[[ TASK MATERIAL open ]]

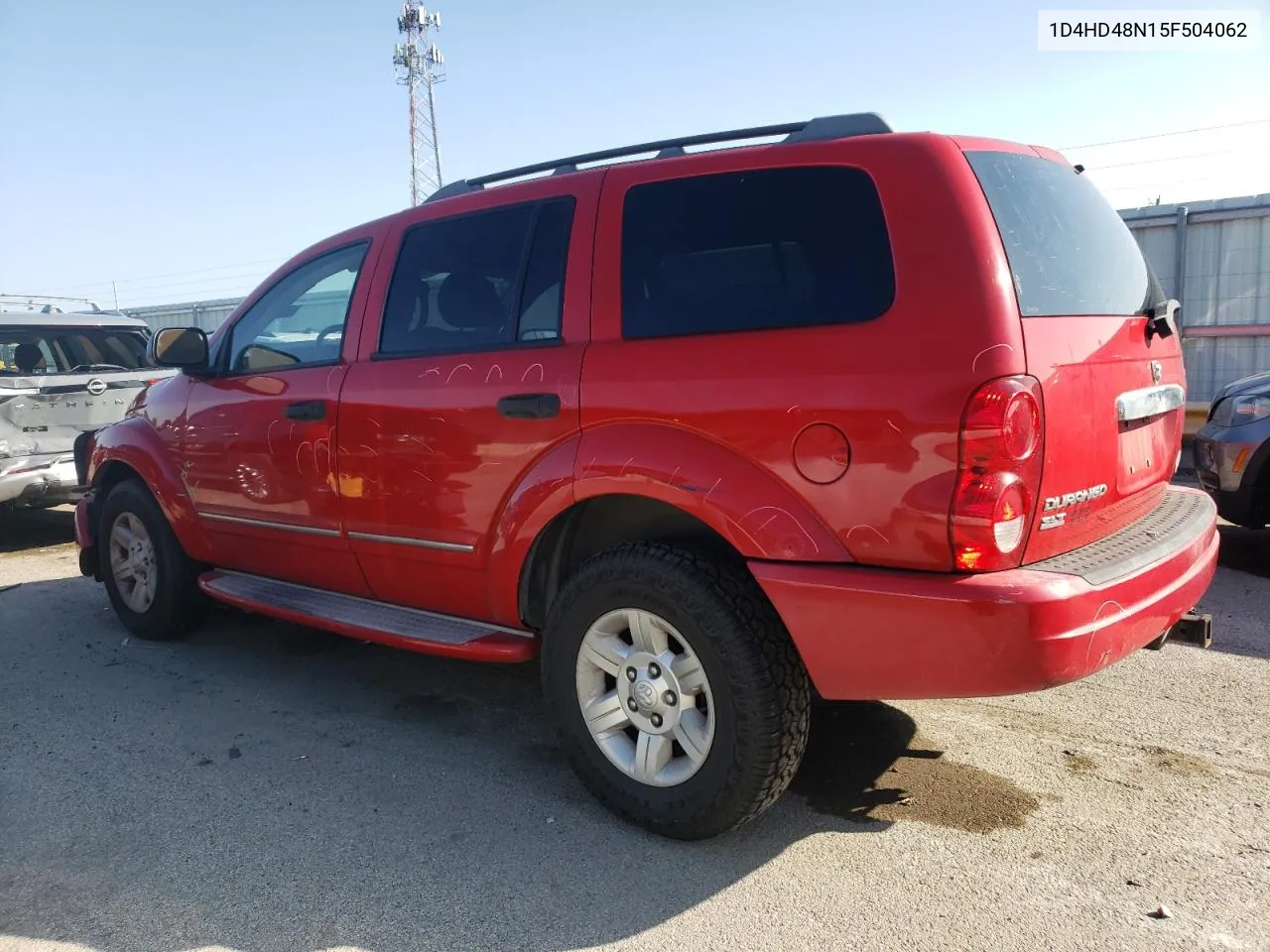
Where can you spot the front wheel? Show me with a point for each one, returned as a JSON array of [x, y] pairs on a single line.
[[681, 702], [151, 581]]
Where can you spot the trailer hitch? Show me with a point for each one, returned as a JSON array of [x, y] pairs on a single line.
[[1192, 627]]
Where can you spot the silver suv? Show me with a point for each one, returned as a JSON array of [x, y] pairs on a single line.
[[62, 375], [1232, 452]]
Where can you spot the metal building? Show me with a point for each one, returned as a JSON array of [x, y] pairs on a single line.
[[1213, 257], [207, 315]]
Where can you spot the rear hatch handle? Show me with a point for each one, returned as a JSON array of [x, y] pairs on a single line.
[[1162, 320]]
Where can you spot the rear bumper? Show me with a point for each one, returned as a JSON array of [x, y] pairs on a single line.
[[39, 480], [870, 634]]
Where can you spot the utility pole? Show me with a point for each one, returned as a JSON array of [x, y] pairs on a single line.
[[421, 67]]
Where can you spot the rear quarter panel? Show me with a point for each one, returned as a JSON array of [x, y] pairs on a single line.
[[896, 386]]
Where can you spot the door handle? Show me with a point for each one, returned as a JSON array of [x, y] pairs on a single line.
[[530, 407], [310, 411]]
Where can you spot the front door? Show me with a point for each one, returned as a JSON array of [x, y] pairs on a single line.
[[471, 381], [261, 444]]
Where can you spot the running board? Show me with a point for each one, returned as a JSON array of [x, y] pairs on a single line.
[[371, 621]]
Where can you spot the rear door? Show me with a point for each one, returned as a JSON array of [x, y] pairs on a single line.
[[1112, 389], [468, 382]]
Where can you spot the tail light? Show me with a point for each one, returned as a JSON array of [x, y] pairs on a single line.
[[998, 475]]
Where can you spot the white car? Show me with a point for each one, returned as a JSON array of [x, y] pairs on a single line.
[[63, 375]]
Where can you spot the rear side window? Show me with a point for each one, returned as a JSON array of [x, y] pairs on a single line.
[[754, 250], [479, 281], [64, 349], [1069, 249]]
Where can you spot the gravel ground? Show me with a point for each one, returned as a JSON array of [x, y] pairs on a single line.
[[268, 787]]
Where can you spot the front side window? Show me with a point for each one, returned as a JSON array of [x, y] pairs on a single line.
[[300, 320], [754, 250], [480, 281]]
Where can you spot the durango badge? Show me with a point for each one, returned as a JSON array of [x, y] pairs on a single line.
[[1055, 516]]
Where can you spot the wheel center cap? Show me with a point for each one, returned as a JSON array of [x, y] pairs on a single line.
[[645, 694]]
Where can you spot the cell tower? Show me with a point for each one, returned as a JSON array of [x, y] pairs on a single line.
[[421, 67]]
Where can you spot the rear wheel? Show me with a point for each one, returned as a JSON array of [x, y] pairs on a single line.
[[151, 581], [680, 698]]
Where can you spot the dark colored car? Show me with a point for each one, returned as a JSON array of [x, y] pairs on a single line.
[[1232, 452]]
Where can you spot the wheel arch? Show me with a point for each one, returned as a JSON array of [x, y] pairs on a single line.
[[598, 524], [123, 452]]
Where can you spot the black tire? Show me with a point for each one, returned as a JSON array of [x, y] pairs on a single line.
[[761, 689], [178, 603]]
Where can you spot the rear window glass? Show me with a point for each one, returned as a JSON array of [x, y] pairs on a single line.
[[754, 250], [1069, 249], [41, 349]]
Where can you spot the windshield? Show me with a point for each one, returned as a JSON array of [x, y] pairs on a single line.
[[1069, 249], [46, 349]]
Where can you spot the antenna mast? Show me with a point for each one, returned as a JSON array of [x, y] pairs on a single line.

[[ TASK MATERIAL closed ]]

__WORK TO COMPLETE__
Repeat exactly the lines above from the line that contains "Where can you spot the durango" through the end. Include both of these ends; leave out everything else.

__THE COMPLETED TASK__
Where can you spot the durango badge? Show me with a point for each one, returned as a JSON array of [x, y] pairs on a single line.
[[1055, 516]]
Where can you spot the wheel center cap? Show me with a point for each one, returned as a JSON array of [x, y] pairs on a single line.
[[645, 694]]
Where can you spot the cell tower? Show me with a point for each one, returned as a JSON array of [x, y] pairs on a single line.
[[421, 67]]
Where can you spot the rear wheel? Show me with a point for each one, returned as a JSON array of [x, y] pairs on a single line.
[[151, 581], [680, 698]]
Where can you spot the dark colored car? Show me with a point for each one, returned as a JSON array of [x, y] pairs on a single line.
[[1232, 452]]
Where can you spot the wheel arch? Show me with a point for each one, returned as a JSON array of [x, y] pairs on a single line.
[[598, 524], [123, 452]]
Where can you spot the black tire? Show me with a point for each one, returned as a JSON array of [x, y] pairs on a single line.
[[761, 689], [178, 603]]
Where can you spot the rear window glass? Show me with a point for each one, returned as a JSON array of [x, y] pairs on a single line.
[[754, 250], [1069, 249], [41, 349]]
Where can you spot the windshield? Show me with a point for each one, returned as a JSON array of [x, y] pairs on a single line.
[[1069, 249], [46, 349]]
Where can you spot the antenna mast? Show me with a point for each one, returned as a JSON array of [x, y] pairs on a single line.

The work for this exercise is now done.